**ВЫБРАННЫЙ ОТРЫВОК:**
= = = = =

В августе 1950 года меня отправили с 031-й колонии в соседнюю, 035-ю, а оттуда через пять дней в телячьем вагоне покатил я на восток.

О дороге моей от 035-й колонии Озерного лагеря до Магадана я расскажу позднее, там, где этот рассказ придется более кстати. Читатель уже мог заметить, я многое рассказываю не по порядку, не пишу, как строгий мемуарист, согласно ходу времени и стуку колес. Я свободно забегаю в будущее, если мне это необходимо, свободно, но, разумеется, с оговоркой, вставляю в повествование пропущенные эпизоды из более раннего времени.

Здесь скажу, что с печальным интересом — при выгрузке в Магадане с корабля «Минск» — рассматривал я свинцово-серую, масленистую, сверкающую от солнца бухту Нагаева, окрестные, еще зеленые сопки (был конец августа), желто-розовый неровный каменный обрыв, ограничивающий бетонированную, не очень широкую полосу Магаданского порта. Интересны мне были и большие морские корабли — я их прежде видел только в кино.

Город Магадан был скучен, малоэтажен. Бросалось в глаза почти полное отсутствие на улицах какой бы то ни было растительной зелени. Правда, когда шли через город, встретился справа городской парк. Он представлял собой порядочную за зеленым штакетником площадь с аккуратными песчаными аллеями, с зелеными скамейками и белыми цементными стандартными скульптурами. Маленькие, посаженные в парке деревца лиственниц были почти незаметны. До пересылки Берегового лагеря шли долго, тянулись длинно — целый корабль людей привезли, полные трюмы! Пересылка была, естественно, на окраине, далее начиналась болотистая кочковатая низина и сопки. У окраины журчала неглубокая, но быстрая и прозрачная речка с камешками на дне. В зоне пересылки было несколько строящихся домов — двухэтажных кирпичных и одноэтажных деревянных. Возвышалось большое, уже готовое здание столовой с колоннами — сталинский ампир послевоенных лет. Но это не были постройки для заключенных — в оцеплении пересыльного лагеря строились городские дома, говоря теперешним языком, — городской микрорайон. Когда строительство заканчивалось, готовый участок отрезался от пересылки колючей проволокой или сплошным деревянным забором с колючей проволокой над ним, а к площади лагеря прибавлялся новый неосвоенный кусок предсопочной равнины или пологого склона сопки. Начиналось новое строительство. И так далее, до самого послесталинского уничтожения лагерей.

= = = = =

**ИСХОДНЫЕ ДАННЫЕ:**
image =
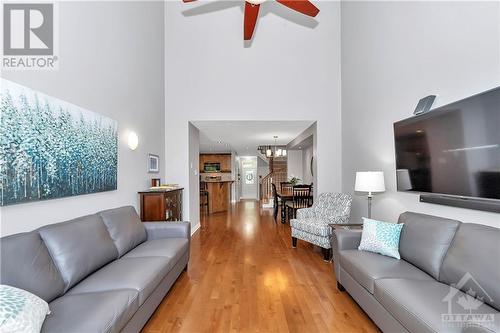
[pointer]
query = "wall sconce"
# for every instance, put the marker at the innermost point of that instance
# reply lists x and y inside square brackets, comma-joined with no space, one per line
[133,141]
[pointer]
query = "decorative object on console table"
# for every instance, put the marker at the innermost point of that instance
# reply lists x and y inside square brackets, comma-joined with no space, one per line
[371,182]
[153,163]
[161,204]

= = = = =

**ПИСЬМЕННОЕ ЗАДАНИЕ:**
Ответьте по отрывку о Магадане на три вопроса:
1. С какого корабля шла выгрузка в Магадане?
2. Какие скульптуры стояли в городском парке?
3. Какое уже готовое здание возвышалось в зоне пересылки?
Отвечайте, опираясь только на отрывок.

**ВЫПОЛНЕННОЕ УПРАЖНЕНИЕ:**
1. С корабля «Минск».
2. Белые цементные стандартные скульптуры.
3. Большое здание столовой с колоннами.